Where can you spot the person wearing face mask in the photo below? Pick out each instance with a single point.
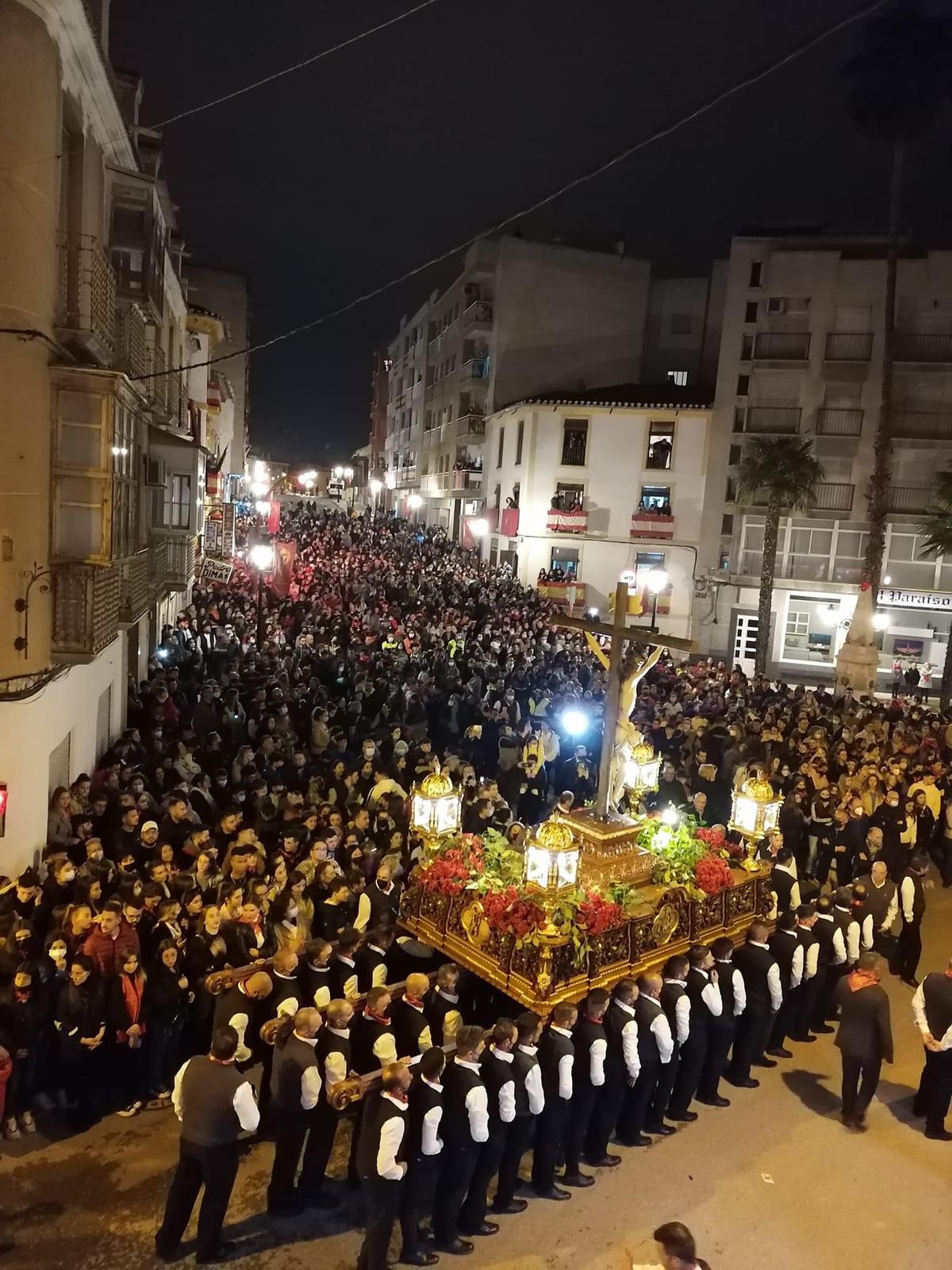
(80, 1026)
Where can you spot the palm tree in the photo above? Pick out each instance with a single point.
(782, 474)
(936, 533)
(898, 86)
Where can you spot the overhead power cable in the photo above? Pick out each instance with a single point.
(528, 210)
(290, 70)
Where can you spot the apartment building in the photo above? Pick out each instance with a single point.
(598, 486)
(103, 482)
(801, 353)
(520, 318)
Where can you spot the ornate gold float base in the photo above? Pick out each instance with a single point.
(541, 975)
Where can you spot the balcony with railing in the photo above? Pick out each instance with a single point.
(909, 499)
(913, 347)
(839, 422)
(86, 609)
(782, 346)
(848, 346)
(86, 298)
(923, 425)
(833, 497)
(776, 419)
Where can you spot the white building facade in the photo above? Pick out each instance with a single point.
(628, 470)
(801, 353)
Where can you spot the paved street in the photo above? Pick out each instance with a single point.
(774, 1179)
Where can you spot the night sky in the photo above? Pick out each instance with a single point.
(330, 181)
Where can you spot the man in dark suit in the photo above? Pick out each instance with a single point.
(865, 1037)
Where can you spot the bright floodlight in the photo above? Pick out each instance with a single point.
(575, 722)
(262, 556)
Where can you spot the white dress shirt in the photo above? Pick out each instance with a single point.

☆ ☆ ☆ ☆ ☆ ☆ ☆

Written problem =
Copy the whole listing above word for word, leaving out the pictures.

Reply to the exercise =
Where can you spot the person wearing face mask in the photo below? Pick out each instance with a single point.
(80, 1026)
Where can you spot the palm tree in the photo above? Pick out each instance with a single point.
(782, 474)
(936, 533)
(898, 86)
Where can you spot the overhead power cable in the photo above? Pick out each instance with a single point.
(528, 210)
(290, 70)
Where can you spot the apartment building in the photo above? Pick out each instance with a single point.
(598, 486)
(103, 482)
(801, 353)
(520, 318)
Where can you spot the ornate gold float base in the photo above? Pick out each instance with a single point.
(541, 975)
Where can you spot the balcony with railing in the photo above? Pick out each instance with a single point.
(909, 499)
(913, 347)
(839, 422)
(86, 609)
(782, 346)
(848, 346)
(86, 298)
(923, 425)
(833, 497)
(776, 419)
Where can you spot the white building facade in the photo above? Pick out each instance with a single point.
(628, 470)
(801, 353)
Where can you spot the paved street in the photo above? Pick out each instance with a single point.
(774, 1179)
Where can you spot the night sky in the photo above? Pick out each instance with a single point.
(330, 181)
Where can you spot the man in dark suit in the photo above? Pick out each instance with a single point.
(865, 1037)
Where can you spot the bright floodlight in the photo above? Pick out each instance with a single point.
(575, 722)
(262, 556)
Where can you spot the white dress shirt in the photo above? Pick out each instance with a single point.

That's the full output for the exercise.